== Written instruction ==
Lay out every line of the entries below as a JSON list of strings, one string per line, skipping blank lines. Leave the pictures out of the list.

[Dataset entries on where objects appear]
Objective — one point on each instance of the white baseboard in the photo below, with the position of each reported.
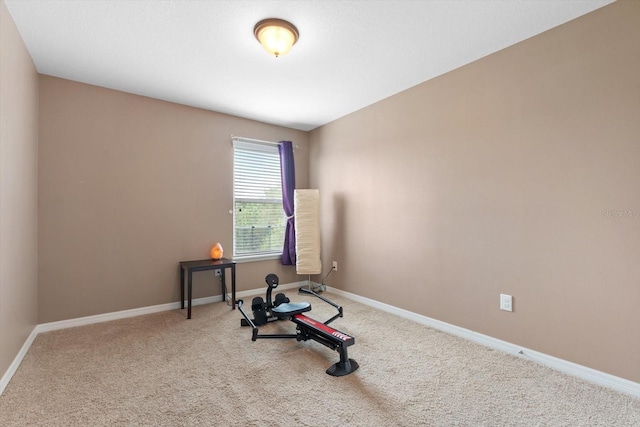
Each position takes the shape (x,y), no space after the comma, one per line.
(4,381)
(88,320)
(616,383)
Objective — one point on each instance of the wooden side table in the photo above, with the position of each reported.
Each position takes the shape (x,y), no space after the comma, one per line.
(207,264)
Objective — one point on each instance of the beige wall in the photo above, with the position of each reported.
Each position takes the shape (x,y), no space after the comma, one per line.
(505,176)
(129,186)
(18,192)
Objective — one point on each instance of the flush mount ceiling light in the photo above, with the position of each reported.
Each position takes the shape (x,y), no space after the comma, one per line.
(277,36)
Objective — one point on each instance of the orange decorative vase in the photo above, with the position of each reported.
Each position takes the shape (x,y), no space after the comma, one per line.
(216,251)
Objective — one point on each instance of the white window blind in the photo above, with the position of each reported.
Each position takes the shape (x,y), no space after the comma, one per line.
(259,219)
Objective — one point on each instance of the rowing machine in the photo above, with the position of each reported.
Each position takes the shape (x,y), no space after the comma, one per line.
(306,327)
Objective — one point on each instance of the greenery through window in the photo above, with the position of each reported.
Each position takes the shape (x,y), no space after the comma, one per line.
(259,220)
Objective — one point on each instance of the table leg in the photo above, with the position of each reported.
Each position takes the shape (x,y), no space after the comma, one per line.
(181,288)
(189,286)
(223,281)
(233,286)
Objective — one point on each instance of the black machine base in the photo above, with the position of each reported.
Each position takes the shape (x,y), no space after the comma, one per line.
(307,328)
(340,369)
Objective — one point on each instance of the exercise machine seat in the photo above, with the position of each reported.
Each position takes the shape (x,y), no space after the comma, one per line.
(289,309)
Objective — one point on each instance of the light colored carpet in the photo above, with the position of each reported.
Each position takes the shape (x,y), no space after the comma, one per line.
(163,370)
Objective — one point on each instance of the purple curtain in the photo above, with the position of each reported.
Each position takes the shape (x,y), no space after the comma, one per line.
(288,173)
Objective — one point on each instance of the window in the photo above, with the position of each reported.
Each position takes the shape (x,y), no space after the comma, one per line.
(258,219)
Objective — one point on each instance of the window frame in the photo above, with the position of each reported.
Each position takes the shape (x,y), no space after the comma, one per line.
(256,146)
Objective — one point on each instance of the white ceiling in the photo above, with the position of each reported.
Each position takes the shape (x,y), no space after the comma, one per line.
(203,53)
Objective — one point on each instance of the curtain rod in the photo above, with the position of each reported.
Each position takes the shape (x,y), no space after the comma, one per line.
(233,137)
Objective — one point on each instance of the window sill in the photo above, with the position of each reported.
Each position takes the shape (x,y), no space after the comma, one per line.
(252,258)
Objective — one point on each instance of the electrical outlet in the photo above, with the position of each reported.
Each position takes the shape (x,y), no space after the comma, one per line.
(506,302)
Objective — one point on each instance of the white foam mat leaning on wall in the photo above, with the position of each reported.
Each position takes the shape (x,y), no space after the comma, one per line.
(306,206)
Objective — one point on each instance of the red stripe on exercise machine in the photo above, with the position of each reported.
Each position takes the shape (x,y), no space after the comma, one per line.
(321,326)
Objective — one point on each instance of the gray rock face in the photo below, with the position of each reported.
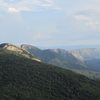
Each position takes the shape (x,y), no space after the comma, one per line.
(18,50)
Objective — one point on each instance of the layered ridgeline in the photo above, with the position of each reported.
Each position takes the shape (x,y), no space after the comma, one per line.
(58,57)
(91,57)
(22,78)
(83,61)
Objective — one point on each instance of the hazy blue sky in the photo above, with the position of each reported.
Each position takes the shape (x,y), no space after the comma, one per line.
(50,23)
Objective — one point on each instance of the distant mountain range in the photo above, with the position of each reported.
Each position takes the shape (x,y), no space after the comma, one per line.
(85,60)
(25,78)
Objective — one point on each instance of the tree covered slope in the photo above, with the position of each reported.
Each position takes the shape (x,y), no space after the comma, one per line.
(25,79)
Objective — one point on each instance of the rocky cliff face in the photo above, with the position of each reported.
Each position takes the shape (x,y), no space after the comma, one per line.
(18,50)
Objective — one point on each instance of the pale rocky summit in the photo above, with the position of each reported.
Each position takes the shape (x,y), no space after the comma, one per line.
(18,50)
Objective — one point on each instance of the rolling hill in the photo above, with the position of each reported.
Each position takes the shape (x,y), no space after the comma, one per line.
(22,78)
(85,61)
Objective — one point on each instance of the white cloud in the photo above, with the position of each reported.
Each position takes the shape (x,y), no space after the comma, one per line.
(13,10)
(24,5)
(81,17)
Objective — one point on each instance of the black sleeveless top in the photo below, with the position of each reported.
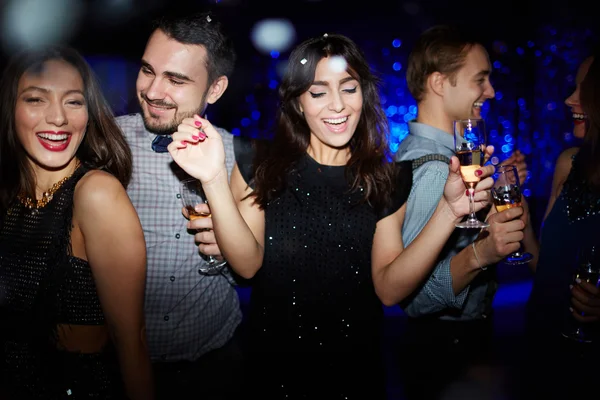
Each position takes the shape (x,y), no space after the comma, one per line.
(41,285)
(315,322)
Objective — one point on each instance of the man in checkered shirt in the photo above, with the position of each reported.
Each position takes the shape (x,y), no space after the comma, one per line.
(191,317)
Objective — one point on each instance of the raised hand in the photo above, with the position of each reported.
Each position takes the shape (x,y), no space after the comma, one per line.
(198,149)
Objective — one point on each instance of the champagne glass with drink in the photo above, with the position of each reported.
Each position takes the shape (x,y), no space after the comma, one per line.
(191,195)
(469,144)
(587,269)
(507,194)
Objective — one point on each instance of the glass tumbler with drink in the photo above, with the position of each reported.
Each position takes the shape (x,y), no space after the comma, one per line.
(507,194)
(191,195)
(587,270)
(469,144)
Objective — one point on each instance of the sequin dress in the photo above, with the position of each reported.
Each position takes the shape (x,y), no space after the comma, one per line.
(574,221)
(315,323)
(42,285)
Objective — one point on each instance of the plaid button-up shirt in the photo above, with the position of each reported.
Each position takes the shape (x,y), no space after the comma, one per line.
(187,313)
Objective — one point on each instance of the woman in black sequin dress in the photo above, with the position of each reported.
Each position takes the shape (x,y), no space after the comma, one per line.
(314,219)
(572,221)
(72,251)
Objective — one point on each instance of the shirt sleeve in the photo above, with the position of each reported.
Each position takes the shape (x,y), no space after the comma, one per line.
(437,293)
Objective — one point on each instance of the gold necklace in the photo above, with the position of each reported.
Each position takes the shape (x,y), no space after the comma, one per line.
(47,195)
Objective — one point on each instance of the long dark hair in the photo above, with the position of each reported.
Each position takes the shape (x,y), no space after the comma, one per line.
(369,164)
(587,162)
(103,147)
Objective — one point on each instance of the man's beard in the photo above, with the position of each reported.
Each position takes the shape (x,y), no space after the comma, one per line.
(170,127)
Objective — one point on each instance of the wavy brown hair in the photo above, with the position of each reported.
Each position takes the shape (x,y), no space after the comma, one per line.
(587,162)
(103,146)
(368,167)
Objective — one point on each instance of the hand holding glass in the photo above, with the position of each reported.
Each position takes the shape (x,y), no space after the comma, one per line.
(507,194)
(587,270)
(469,144)
(191,195)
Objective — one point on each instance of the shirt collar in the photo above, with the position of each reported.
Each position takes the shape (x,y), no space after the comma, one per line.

== Output of the exercise ==
[
  "Objective — one point on each instance of the white baseboard in the photo below, with the position of each reported.",
  "Each position takes the shape (x,y), no space after the comma, one per line.",
  "(4,381)",
  "(88,320)",
  "(616,383)",
  "Objective — one point on each instance of the wooden side table in the photo above, with the position of each reported.",
  "Each position takes the shape (x,y), no space after the comma, one per line.",
  "(207,264)",
  "Objective — one point on each instance of the beige wall in the photo above, with the position of each reported.",
  "Each position takes the shape (x,y), no space after the comma, one per line.",
  "(505,176)",
  "(129,186)",
  "(18,192)",
  "Objective — one point on each instance of the flush mount ceiling light in the photo above, with the position of each reported.",
  "Each position takes the shape (x,y), no space after the comma, one per line.",
  "(277,36)",
  "Objective — one point on each instance of the orange decorative vase in the photo above, with the position of each reported.",
  "Each position takes the shape (x,y), no space after the comma, one per line.",
  "(216,251)",
  "Objective — one point on each instance of the white window blind in the photo above, with the position of each reported.",
  "Each position takes the shape (x,y), no space after the comma, one per line.",
  "(259,219)",
  "Objective — one point on each instance of the rowing machine in the photo above, with the position of each reported.",
  "Each position takes the shape (x,y), no space after the comma, one per line.",
  "(306,327)",
  "Objective — one point on each instance of the greenery through window in the photo above, with the position of each reported.",
  "Each position takes the shape (x,y), no space after the comma, one per line.",
  "(259,220)",
  "Objective — one point on each instance of the table leg in the photo above, with the position of each reported.",
  "Each position takes the shape (x,y), no space after the comma, one per line.",
  "(181,288)",
  "(189,286)",
  "(223,281)",
  "(233,286)",
  "Objective — one point on each instance of the black machine base in the photo above, with the position of each reported.",
  "Each position takes the shape (x,y), no space after the comma, one per line.",
  "(307,328)",
  "(340,369)",
  "Objective — one point on each instance of the exercise machine seat in the photo above, with the position of each reported.",
  "Each position takes the shape (x,y), no space after the comma, one per line.",
  "(289,309)",
  "Objective — one point on each instance of the light colored carpet in the photo above, with the position of each reported.",
  "Each position takes the shape (x,y), no space after the comma, one per line.",
  "(163,370)",
  "Objective — one point on each instance of the purple curtain in the photo above, with the position of each reported.",
  "Each position takes the shape (x,y), no space after the comma, one per line.",
  "(288,173)",
  "Objective — one point on each instance of the window in the photo above, with the position of each reported.",
  "Each position takes the shape (x,y), no space after the comma, one per line.",
  "(258,219)",
  "Objective — one point on each instance of the window frame in the photo above, with the position of each reported.",
  "Each position takes the shape (x,y), no space after the comma, one per line.",
  "(256,146)",
  "Objective — one point on each instance of the white ceiling in the photo above, with the position of each reported.",
  "Each position takes the shape (x,y), no space after the comma, one per line.",
  "(203,53)",
  "Objective — one point on each instance of the curtain rod in the photo above, with the position of each reported.",
  "Each position takes the shape (x,y), no space after the comma, one per line.",
  "(233,137)",
  "Objective — one point on each instance of the window sill in the photo above, with the position of each reported.",
  "Each position takes the shape (x,y), no space after the comma, one per line.",
  "(252,258)",
  "Objective — one point on each instance of the electrical outlet in the photo above, with the position of each reported.",
  "Each position takes the shape (x,y), no space after the comma, one per line.",
  "(506,302)",
  "Objective — one point on each instance of the white foam mat leaning on wall in the photo above, with the position of each reported.",
  "Each position takes the shape (x,y), no space after the comma, one per line.",
  "(306,206)",
  "Objective — one point on each instance of the red stripe on exercise machine in the photo above, with the position of each reported.",
  "Each position takes the shape (x,y), no space after the comma, one per line.",
  "(321,326)",
  "Objective — one point on each instance of the gray rock face in the photo below, with the position of each reported.",
  "Each position takes the shape (x,y), no space after the comma, one per line.",
  "(18,50)",
  "Objective — one point on each instance of the layered ridgeline in the photo above, with the position of each reported.",
  "Each position takes the shape (x,y), no space after the comma, one per line.",
  "(58,57)",
  "(91,57)",
  "(22,78)",
  "(83,61)",
  "Objective — one point on each instance of the hazy blue sky in the photo above, with the position of each reported.",
  "Each position takes the shape (x,y), no space after the comma, one per line.",
  "(50,23)",
  "Objective — one point on each instance of the distant mountain range in the photo above, with the position of each reported.",
  "Each position takes the shape (x,y), no space after the comma, one per line.",
  "(85,60)",
  "(25,78)",
  "Objective — one point on each instance of the tree covered slope in the photo above, with the position of each reported.",
  "Each position takes the shape (x,y), no space after the comma, one per line.",
  "(25,79)",
  "Objective — one point on each instance of the rocky cliff face in the photo above, with the position of each reported.",
  "Each position takes the shape (x,y), no space after the comma, one per line.",
  "(18,50)",
  "Objective — one point on each instance of the pale rocky summit in the photo above, with the position of each reported.",
  "Each position takes the shape (x,y), no space after the comma, one per line.",
  "(18,50)",
  "Objective — one point on each instance of the rolling hill in the photo above, with the position of each reported.",
  "Each position takes the shape (x,y), no space after the comma, one per line.",
  "(22,78)",
  "(85,61)",
  "Objective — one point on each instance of the white cloud in the photo above, with the position of each reported.",
  "Each position takes the shape (x,y), no space after the comma, one per line.",
  "(13,10)",
  "(24,5)",
  "(81,17)",
  "Objective — one point on each instance of the black sleeveless top in the photo below, with the position of each reported.",
  "Each position takes the shape (x,y), no space after the comma, one per line.",
  "(41,285)",
  "(315,322)",
  "Objective — one point on each instance of the man in checkered shirt in the photo above, with the position of each reported.",
  "Each position takes the shape (x,y), no space after the comma, one per line.",
  "(191,317)",
  "Objective — one point on each instance of the raised hand in the photo above, with the position of each reported.",
  "Each position takes the shape (x,y), no space after the comma, one per line.",
  "(198,149)",
  "Objective — one point on each instance of the champagne glass with drink in the photo above, with the position of each reported.",
  "Each position takes the shape (x,y), no space after the comma, one per line.",
  "(191,195)",
  "(469,144)",
  "(587,269)",
  "(507,194)",
  "Objective — one point on each instance of the glass tumbler with drink in the photo above, with the position of each reported.",
  "Each position takes the shape (x,y), no space after the comma, one per line.",
  "(507,194)",
  "(191,195)",
  "(587,270)",
  "(469,144)",
  "Objective — one point on each instance of the sequin dress in the photo above, with the position of each reported.",
  "Each position takes the shape (x,y), no space after the comma, one per line.",
  "(574,221)",
  "(315,323)",
  "(42,285)",
  "Objective — one point on each instance of the plaid button-up shirt in the photo above, with the position of each reported.",
  "Each position takes the shape (x,y), no space after the comma, one per line.",
  "(187,313)",
  "Objective — one point on each instance of the woman in black sequin dress in the photo above, with the position of each reported.",
  "Each position takes the shape (x,y), no space after the comma, one per line.",
  "(314,219)",
  "(572,221)",
  "(72,251)",
  "Objective — one point on each instance of the shirt sleeve in the photo above, with the position of each reported.",
  "Each position takes the shape (x,y), no space after the comma, one per line.",
  "(437,293)",
  "Objective — one point on each instance of the gold necklace in the photo above, with the position of each reported.",
  "Each position takes the shape (x,y), no space after the comma, one per line.",
  "(47,195)",
  "Objective — one point on each instance of the long dark hair in the photo above, with the position of each reported.",
  "Each position takes the shape (x,y), no space after the comma, one per line.",
  "(369,164)",
  "(587,162)",
  "(103,147)",
  "Objective — one point on each instance of the man's beard in the photo above, with the position of each reported.",
  "Each position takes the shape (x,y), no space after the comma, one per line.",
  "(170,127)",
  "Objective — one point on each instance of the wavy brown hair in the photo above, with the position of each reported.",
  "Each position takes the shape (x,y), no space after the comma, one per line.",
  "(587,162)",
  "(103,146)",
  "(368,167)",
  "Objective — one point on each instance of the hand holding glass in the photo above, with the position of each reported.",
  "Each position takes the shape (x,y), no space after the comma, one per line.",
  "(507,194)",
  "(587,270)",
  "(469,144)",
  "(191,195)",
  "Objective — one point on each instance of the shirt collar in the photo above, with the position of each reported.",
  "Each position takes the shape (x,y), no space after the comma, one per line."
]